====== DATA RECORDS ======
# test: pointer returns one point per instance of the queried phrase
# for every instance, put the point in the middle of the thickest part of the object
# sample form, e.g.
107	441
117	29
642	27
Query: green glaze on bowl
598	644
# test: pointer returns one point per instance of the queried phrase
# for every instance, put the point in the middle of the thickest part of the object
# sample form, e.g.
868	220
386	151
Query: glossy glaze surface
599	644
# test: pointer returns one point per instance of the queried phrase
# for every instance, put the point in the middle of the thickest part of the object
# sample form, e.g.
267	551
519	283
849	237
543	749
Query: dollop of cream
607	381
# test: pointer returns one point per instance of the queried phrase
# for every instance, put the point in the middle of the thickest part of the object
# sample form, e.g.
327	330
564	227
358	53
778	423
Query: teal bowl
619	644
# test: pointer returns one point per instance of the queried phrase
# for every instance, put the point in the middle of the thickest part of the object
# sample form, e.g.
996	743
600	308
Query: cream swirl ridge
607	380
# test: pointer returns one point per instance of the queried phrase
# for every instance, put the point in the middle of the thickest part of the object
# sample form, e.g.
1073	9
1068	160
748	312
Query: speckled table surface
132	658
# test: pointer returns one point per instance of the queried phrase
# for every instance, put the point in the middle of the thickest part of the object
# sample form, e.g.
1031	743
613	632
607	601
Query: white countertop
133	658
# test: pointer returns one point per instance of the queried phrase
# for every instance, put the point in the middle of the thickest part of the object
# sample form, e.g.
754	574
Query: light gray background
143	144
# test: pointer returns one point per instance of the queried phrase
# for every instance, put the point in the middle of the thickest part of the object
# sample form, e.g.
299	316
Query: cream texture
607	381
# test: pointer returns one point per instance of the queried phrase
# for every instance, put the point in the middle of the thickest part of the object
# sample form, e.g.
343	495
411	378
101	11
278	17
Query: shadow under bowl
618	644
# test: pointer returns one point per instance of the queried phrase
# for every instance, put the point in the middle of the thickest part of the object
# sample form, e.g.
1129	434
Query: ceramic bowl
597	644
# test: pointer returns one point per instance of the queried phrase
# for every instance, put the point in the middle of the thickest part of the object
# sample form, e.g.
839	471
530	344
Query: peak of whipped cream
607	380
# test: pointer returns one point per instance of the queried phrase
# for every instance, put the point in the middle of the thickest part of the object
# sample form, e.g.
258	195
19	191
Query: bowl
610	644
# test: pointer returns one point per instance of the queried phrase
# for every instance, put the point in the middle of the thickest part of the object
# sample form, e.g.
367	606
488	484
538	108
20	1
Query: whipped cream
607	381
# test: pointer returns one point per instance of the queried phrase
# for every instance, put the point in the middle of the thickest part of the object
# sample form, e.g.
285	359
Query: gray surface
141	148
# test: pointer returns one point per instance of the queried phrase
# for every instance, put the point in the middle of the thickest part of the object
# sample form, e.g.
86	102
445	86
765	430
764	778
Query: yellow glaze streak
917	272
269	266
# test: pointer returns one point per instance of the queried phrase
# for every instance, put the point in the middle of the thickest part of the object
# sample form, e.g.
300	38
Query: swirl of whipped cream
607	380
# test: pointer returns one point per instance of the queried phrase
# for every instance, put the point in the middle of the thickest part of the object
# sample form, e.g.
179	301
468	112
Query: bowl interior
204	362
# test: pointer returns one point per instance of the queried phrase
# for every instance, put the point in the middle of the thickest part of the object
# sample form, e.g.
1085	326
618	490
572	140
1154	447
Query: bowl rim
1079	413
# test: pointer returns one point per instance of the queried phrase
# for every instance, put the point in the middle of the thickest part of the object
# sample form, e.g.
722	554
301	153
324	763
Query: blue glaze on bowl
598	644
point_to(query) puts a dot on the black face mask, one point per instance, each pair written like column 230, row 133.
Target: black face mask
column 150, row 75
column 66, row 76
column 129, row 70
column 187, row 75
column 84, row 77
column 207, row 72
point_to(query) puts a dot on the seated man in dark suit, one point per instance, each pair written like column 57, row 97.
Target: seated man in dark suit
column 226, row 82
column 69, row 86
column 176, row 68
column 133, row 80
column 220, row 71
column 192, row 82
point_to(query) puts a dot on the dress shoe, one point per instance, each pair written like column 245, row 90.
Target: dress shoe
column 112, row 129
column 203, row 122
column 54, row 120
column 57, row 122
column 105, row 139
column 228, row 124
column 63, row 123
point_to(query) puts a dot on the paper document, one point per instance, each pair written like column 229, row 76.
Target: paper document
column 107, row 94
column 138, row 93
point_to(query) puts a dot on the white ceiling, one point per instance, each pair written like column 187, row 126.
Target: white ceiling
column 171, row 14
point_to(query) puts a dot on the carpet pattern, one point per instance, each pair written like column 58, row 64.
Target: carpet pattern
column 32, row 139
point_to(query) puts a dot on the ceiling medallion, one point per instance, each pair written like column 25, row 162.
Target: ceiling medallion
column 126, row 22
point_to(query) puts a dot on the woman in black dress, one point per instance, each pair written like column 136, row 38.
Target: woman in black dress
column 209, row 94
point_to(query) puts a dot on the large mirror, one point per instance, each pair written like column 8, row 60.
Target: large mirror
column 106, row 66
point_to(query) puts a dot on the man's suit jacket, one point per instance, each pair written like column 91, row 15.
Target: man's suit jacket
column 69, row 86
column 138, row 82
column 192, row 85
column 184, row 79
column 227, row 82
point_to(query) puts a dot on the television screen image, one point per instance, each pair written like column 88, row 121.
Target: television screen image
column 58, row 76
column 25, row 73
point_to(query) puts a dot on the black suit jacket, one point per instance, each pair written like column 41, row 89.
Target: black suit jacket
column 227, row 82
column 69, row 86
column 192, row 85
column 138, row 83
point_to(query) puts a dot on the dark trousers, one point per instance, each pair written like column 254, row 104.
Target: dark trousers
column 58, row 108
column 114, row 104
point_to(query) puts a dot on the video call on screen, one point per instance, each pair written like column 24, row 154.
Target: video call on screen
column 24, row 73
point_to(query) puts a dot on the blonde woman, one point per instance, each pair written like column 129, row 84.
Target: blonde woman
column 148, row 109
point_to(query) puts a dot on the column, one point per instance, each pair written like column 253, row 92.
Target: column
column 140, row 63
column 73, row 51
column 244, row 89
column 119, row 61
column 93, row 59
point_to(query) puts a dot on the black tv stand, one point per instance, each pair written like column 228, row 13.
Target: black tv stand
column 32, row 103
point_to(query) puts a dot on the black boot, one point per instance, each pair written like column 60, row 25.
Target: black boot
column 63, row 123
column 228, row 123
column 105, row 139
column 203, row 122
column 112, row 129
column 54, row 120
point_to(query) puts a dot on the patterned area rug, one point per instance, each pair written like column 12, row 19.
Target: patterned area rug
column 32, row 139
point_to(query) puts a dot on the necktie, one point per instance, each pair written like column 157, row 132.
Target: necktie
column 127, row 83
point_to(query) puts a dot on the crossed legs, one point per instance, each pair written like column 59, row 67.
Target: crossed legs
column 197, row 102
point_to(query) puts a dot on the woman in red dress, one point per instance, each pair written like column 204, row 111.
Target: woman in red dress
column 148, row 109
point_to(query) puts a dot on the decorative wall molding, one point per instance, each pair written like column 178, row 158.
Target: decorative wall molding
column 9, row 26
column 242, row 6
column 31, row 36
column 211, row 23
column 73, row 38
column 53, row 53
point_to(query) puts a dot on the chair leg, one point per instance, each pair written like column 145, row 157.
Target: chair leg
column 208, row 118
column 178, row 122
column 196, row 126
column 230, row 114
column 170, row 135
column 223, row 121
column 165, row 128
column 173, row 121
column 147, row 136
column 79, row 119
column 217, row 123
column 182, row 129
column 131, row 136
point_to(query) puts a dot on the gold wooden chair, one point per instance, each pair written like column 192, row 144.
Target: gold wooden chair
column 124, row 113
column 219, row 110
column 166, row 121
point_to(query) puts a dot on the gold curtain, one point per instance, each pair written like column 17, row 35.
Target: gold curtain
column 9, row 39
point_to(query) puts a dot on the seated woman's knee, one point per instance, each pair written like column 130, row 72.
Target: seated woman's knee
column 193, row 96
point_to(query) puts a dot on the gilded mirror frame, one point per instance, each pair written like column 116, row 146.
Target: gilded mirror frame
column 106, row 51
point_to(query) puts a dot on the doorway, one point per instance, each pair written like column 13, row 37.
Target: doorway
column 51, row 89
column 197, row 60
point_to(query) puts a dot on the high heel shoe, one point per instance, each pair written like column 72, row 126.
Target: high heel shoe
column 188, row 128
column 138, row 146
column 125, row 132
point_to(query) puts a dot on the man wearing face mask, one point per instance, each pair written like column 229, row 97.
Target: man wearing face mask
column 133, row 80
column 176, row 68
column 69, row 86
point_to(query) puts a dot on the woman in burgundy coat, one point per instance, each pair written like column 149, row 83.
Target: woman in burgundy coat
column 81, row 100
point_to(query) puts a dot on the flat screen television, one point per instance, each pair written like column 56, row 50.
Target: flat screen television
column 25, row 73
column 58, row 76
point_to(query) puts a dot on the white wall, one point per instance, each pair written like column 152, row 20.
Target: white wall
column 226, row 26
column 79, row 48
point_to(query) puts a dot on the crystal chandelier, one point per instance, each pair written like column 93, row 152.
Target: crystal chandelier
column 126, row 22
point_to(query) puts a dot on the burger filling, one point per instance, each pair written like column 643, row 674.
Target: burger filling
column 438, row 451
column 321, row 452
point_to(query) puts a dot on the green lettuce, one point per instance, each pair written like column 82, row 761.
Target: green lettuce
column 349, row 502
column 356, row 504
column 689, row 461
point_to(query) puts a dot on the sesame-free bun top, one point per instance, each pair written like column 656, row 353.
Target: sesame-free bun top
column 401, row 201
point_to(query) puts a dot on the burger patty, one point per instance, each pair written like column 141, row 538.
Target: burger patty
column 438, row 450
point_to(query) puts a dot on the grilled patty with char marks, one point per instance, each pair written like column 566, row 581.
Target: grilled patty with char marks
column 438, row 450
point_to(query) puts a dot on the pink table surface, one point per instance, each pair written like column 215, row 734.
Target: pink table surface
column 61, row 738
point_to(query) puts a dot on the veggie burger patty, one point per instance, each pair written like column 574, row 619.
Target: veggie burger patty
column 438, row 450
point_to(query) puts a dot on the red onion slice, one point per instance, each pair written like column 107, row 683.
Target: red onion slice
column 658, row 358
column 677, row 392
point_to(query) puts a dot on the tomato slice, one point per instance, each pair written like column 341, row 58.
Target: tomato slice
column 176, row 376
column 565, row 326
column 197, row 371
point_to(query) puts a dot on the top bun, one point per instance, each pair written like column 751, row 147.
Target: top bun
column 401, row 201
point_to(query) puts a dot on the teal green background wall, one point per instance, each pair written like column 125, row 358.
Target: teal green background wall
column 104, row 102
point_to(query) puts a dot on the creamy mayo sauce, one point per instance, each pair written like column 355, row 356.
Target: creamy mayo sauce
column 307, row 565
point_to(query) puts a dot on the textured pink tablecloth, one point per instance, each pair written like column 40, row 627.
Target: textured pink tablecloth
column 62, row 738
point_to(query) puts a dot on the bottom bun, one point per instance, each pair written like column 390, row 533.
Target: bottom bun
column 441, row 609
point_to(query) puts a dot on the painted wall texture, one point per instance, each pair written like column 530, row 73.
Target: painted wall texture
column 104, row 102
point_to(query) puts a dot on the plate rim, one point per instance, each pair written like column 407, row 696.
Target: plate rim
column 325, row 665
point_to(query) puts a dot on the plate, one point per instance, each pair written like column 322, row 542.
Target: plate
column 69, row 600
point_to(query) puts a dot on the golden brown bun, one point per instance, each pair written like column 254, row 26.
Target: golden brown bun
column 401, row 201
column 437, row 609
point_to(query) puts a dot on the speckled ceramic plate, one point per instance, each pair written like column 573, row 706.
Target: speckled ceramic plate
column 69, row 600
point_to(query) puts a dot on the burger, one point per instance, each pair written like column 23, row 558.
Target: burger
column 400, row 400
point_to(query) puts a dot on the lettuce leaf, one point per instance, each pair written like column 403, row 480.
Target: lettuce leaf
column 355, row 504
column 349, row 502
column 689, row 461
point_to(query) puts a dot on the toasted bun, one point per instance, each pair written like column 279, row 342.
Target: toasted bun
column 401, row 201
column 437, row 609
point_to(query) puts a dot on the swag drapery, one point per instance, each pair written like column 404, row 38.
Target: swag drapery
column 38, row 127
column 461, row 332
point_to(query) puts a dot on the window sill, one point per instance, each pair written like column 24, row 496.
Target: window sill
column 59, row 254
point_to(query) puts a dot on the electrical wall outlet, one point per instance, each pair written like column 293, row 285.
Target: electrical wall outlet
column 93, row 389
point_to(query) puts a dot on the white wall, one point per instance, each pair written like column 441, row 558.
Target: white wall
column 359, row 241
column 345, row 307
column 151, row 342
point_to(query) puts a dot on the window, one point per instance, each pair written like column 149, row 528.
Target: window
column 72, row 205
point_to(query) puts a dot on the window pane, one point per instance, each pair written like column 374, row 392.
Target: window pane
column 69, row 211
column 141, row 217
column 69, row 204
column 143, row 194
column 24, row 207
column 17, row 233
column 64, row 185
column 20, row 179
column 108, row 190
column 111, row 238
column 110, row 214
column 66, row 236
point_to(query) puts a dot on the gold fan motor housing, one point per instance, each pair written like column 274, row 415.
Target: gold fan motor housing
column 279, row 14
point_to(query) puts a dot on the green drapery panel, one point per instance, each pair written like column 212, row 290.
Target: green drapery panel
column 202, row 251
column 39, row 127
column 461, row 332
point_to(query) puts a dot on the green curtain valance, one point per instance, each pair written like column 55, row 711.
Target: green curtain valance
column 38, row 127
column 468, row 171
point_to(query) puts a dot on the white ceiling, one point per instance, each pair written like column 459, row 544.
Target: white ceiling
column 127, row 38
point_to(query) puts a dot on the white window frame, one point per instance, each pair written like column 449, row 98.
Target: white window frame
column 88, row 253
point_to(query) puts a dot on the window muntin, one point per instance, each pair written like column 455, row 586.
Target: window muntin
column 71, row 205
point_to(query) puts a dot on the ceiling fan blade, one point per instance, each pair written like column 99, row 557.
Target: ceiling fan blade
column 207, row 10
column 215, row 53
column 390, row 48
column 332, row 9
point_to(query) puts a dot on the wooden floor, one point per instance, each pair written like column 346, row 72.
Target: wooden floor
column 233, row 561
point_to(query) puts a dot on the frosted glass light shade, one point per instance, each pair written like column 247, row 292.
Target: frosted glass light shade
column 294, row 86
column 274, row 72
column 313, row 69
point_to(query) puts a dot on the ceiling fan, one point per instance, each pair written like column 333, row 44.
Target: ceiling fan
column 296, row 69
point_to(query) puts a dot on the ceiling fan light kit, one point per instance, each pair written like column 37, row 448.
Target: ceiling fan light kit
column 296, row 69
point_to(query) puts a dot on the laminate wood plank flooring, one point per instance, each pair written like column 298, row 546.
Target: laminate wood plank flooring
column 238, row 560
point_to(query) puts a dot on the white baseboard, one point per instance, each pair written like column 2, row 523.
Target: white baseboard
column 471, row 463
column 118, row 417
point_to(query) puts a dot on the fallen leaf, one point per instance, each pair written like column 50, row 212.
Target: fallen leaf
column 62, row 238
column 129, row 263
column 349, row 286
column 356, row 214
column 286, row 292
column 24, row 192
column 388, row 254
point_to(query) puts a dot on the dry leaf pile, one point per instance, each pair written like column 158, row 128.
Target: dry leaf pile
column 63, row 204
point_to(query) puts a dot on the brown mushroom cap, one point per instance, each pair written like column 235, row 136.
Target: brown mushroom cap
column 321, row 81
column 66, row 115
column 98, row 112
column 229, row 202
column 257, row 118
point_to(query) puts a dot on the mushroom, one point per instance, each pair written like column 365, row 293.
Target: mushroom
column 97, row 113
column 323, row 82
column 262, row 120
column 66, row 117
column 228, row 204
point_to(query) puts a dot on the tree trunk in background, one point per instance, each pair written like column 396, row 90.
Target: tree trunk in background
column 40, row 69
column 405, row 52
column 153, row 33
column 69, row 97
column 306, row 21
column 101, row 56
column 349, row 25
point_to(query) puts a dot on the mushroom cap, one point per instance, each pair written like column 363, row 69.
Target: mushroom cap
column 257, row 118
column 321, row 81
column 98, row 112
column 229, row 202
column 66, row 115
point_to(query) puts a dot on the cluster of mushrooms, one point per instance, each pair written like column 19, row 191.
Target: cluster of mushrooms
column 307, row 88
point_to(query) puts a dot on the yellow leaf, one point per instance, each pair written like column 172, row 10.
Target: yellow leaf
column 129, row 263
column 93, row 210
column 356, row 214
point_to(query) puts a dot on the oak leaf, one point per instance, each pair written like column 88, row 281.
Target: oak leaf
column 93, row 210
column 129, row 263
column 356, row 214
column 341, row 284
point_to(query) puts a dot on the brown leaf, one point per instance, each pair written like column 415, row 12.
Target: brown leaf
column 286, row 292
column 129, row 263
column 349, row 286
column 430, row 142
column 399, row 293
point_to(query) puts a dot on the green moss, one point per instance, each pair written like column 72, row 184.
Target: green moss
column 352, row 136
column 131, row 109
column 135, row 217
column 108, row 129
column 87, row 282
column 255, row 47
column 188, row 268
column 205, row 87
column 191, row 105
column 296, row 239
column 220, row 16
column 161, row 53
======
◆ **EXERCISE DIRECTIONS**
Above are records; repeat only the lines starting at the line with "point_to(query) puts a dot on the dry" and ending at the line with "point_to(query) puts a dot on the mushroom, one", exactly as they appear, both included.

◆ **TASK RESPONSE**
point_to(query) puts a dot on the dry leaf pile, one point per instance, each pair written like column 158, row 128.
Target: dry leaf pile
column 63, row 204
point_to(query) puts a dot on the brown mushroom cap, one point per instance, each pair written like column 235, row 136.
Target: brown mushroom cap
column 321, row 81
column 66, row 115
column 98, row 112
column 229, row 202
column 257, row 118
point_to(query) puts a dot on the mushroom, one point per instance, each pair written like column 365, row 293.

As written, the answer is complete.